* Given task:
Place every line of the material below, from the line containing "one marker per instance, written like [68,38]" down through the final line, inclusive, into a JSON list of strings, one string per line, with blank lines omitted. Leave the pictures out of the answer.

※ ※ ※

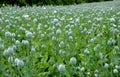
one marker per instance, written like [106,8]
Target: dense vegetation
[60,41]
[47,2]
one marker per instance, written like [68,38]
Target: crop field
[60,41]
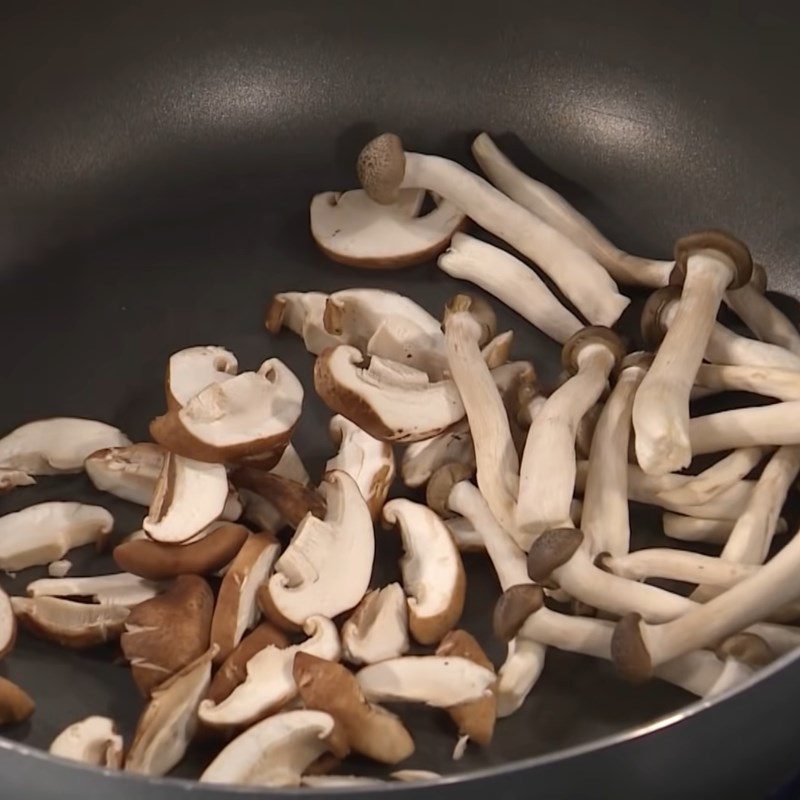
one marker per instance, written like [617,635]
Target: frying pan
[156,162]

※ ※ ※

* Solution to this task:
[
  "one marker per instance, written like [68,38]",
  "Target: crop field",
  "[60,41]",
  "one marker per instance, written like [617,635]",
  "Target: frying pan",
  "[156,162]"
]